Supplied text:
※ ※ ※

Atopic dermatitis (AD) is an itchy skin disorder, and people with atopic dermatitis have dry and scaly skin involving a small part of the body or the entire body. It’s associated pruritus and increased serum level of IgE. It’s often associated with the history of ‘Atopic Diathesis’ like allergic rhinitis & asthma.

The dietary role in atopic dermatitis is controversial. Few dermatologists are convinced with the opinion of the role of diet in cause & treatment of atopic dermatitis, but others are not.

But these are studies which support that elimination of certain food articles from the diet, may improve the severity of atopic dermatitis.

Let us see which food products improve and which triggers flare-up atopic dermatitis. It’s seen most commonly in infancy upto age 2, out of which many children in their adulthood either do not or experience very few outbreaks. Exclusion and inclusion of certain dietary product have altered the disease process, according to some studies.


Fishes like salmon, rohu, tuna, albacore are rich in omega-3 fatty acid, which is known to fight inflammation in the body, so they are advised to be included in the diet of atopic patients.

Food that contains quercetin like apples, blueberries, cherries, spinach, and kale has powerful antioxidant properties which help in reducing inflammation.

Probiotics are also known to reduce inflammation, so they are thought to be helpful in atopic dermatitis. Like yogurt, pickles, traditional buttermilk, idli, dosa, dhokla, curd.

Few studies claim the infants have very low chances of developing eczema if their mothers were consuming probiotics for any indication. Probiotics are a type of beneficial bacteria, found in foods like yogurt and certain fermented foods. Probiotics contribute to regulate allergic hypersensitivity reaction. These days probiotics are available in dietary supplement form.

Foods rich in flavonoids also help in fighting inflammation, so they are good for people suffering from atopic dermatitis. It includes apples, broccoli, cherries, spinach.


Food containing nickel – Canned meat, seeds, black tea. Avoiding these food products may experience benefit.

Milk & milk products should be avoided.

Eggs- Exclusion of egg from the diet has shown improvement. (On investigating it was found that specific IgE after eating eggs rises).

※ ※ ※

Activity 1: In the atopic dermatitis text, which fishes are named as rich in omega-3 fatty acid?
Activity 2: Continue the text on diet and atopic dermatitis, starting right after its last sentence about eggs.

※ ※ ※

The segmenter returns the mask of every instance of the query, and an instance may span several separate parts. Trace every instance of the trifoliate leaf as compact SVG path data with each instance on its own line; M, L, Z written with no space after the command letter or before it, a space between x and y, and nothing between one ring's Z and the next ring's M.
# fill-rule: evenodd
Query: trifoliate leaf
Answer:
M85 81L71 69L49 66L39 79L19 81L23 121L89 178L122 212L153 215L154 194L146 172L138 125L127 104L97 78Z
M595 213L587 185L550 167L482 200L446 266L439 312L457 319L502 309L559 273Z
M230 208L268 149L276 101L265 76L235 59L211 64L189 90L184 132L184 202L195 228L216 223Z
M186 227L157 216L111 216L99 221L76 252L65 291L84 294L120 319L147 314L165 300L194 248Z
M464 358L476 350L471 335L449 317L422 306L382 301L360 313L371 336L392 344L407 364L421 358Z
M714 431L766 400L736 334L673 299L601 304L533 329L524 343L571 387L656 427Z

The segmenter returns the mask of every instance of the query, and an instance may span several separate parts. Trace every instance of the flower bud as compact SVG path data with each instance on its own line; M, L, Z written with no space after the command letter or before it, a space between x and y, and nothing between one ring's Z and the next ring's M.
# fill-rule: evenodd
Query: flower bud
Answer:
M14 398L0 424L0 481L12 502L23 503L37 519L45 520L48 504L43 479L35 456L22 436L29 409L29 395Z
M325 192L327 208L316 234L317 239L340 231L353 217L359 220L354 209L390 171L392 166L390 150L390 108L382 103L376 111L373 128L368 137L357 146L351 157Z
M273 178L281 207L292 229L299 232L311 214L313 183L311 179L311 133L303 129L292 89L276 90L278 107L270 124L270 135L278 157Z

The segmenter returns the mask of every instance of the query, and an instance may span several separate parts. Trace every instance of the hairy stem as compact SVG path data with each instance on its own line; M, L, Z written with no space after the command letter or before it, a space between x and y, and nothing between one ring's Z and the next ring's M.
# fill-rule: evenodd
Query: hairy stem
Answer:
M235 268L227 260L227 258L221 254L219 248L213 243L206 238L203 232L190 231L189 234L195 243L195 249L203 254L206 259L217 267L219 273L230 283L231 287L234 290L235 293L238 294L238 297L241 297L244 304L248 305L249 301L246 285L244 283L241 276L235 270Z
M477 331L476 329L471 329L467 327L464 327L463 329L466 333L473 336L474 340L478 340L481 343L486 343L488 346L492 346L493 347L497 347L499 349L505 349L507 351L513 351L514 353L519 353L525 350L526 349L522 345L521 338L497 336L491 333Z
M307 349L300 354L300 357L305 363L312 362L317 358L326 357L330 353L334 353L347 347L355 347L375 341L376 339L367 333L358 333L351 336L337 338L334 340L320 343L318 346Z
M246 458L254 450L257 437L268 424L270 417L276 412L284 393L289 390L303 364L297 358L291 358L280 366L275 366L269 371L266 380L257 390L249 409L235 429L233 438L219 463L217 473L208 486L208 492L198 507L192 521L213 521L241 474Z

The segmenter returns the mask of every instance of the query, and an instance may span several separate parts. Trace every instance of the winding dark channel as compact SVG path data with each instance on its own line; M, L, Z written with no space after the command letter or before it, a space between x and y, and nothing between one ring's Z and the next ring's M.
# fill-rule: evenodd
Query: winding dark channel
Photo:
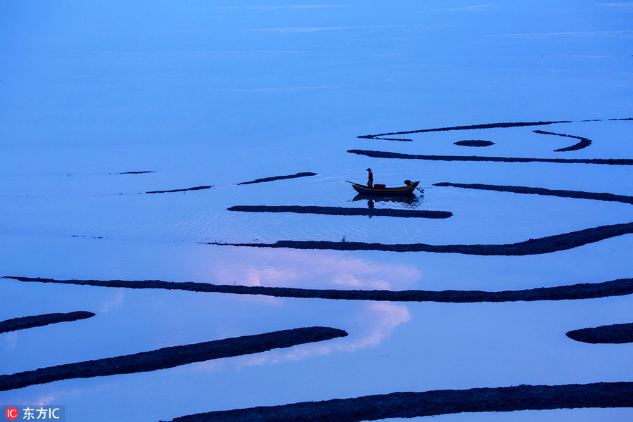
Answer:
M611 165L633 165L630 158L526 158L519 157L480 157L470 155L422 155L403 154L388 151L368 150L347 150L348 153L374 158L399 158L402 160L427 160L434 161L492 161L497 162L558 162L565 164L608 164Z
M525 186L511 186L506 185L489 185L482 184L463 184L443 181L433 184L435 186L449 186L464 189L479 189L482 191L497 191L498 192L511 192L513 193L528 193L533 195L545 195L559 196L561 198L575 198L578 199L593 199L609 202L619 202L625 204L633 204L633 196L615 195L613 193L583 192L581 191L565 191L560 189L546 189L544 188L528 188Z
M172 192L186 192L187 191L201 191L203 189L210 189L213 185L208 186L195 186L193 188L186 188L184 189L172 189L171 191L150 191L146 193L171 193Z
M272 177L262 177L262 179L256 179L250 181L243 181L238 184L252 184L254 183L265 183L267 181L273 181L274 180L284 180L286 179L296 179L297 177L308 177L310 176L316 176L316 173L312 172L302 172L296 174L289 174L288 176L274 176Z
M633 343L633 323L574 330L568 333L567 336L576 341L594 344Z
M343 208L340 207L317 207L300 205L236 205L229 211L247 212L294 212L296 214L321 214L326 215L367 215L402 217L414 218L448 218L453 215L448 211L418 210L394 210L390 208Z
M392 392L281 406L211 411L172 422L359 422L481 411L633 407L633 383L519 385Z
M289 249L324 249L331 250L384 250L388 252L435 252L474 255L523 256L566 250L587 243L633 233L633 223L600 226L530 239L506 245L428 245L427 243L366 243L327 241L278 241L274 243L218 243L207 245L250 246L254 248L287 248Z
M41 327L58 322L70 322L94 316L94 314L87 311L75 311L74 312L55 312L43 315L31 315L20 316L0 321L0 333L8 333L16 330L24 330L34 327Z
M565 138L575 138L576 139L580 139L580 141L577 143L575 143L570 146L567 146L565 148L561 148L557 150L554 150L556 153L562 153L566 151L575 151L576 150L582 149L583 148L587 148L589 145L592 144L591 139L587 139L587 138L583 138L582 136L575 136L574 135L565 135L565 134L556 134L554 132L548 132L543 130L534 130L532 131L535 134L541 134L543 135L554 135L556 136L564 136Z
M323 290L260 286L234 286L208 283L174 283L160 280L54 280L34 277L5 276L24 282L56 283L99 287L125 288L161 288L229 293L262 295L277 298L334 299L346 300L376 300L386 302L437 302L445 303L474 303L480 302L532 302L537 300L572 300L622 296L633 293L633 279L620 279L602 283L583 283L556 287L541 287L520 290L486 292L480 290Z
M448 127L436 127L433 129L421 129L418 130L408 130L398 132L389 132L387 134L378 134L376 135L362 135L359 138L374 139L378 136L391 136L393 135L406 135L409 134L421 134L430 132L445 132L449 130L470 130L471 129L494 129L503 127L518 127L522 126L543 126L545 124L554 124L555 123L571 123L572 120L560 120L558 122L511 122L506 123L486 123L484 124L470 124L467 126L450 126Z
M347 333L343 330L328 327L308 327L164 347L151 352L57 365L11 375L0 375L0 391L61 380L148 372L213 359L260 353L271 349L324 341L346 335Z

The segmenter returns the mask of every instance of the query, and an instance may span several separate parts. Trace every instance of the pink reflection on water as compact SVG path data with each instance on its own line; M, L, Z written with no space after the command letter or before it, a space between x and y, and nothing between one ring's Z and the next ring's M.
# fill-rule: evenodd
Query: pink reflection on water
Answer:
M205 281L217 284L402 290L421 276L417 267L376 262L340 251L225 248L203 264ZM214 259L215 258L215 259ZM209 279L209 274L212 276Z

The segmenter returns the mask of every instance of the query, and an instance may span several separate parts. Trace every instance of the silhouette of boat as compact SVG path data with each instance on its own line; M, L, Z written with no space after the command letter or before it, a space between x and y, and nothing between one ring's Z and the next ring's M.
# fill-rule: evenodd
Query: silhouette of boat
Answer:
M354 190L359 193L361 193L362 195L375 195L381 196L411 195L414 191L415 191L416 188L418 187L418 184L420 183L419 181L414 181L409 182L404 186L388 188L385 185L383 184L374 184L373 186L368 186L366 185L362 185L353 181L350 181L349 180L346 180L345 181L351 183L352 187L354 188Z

※ ※ ※

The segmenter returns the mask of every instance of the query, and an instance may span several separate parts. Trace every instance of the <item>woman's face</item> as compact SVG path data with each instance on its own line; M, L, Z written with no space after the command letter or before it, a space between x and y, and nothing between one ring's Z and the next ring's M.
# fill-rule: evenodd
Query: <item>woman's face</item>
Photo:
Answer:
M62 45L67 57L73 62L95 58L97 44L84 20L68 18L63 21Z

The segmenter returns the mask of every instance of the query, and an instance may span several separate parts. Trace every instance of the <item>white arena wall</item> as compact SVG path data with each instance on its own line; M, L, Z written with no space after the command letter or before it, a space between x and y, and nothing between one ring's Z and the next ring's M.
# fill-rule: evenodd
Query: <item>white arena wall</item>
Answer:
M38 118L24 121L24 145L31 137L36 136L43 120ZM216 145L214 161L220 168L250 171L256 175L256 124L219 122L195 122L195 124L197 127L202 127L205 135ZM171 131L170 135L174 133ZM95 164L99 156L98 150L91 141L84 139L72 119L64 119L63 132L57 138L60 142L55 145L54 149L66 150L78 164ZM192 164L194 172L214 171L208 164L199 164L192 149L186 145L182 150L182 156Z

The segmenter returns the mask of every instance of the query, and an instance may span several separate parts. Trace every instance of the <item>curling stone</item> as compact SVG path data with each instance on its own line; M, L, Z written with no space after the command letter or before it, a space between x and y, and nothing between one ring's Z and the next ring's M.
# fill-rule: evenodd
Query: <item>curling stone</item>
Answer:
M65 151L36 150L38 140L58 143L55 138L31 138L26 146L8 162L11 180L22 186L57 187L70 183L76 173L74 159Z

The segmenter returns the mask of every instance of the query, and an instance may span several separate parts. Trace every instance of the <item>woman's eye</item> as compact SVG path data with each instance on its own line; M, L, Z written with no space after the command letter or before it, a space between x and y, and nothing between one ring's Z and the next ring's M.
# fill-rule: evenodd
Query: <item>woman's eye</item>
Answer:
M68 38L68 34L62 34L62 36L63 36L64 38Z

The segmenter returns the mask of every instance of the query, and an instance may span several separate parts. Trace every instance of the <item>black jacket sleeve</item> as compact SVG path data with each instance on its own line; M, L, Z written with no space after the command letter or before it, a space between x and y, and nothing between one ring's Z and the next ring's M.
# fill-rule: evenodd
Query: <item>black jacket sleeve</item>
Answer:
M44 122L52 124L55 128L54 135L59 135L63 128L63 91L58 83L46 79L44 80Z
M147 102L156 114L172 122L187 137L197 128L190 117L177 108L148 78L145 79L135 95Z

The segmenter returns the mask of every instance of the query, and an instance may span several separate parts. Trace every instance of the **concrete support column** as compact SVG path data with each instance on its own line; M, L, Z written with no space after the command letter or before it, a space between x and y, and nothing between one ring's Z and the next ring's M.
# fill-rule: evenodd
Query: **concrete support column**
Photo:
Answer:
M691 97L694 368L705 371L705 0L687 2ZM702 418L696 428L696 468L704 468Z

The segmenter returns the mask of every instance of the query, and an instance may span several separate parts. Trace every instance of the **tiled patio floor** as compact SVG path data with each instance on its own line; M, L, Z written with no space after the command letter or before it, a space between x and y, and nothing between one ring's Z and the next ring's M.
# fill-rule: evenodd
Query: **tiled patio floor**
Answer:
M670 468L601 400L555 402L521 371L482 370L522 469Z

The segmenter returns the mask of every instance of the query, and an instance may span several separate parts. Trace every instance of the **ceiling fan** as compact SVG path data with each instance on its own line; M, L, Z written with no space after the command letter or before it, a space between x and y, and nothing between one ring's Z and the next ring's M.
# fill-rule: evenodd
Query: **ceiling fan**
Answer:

※ ※ ※

Reply 1: Salmon, rohu, tuna, and albacore.

Reply 2:
Seafood- Few fishes are found to help in reducing disease severity, but prawn and shellfish are advised to avoid as they can flare atopic dermatitis.

Food like- Tomato, brinjal, nuts, and berries are known to trigger the flare. Food and Agriculture Organization (FAO) technical consultation identified eight food groups as the most common cause of allergy worldwide- These are milk, egg, peanut, nut, wheat, soy, fish and shellfish.

Food additives- Azodyes, sulphites, and benzoates are also known to trigger the condition.

Few adult patients have shown an eczematous reaction to food that crosses reactive to ‘birch pollen.’ These include green apple, carrot, and pear. This is still under further studies.

In children less than 5 years of age, certain food articles are considered for evaluation of food allergy. These include milk, egg, peanut, wheat.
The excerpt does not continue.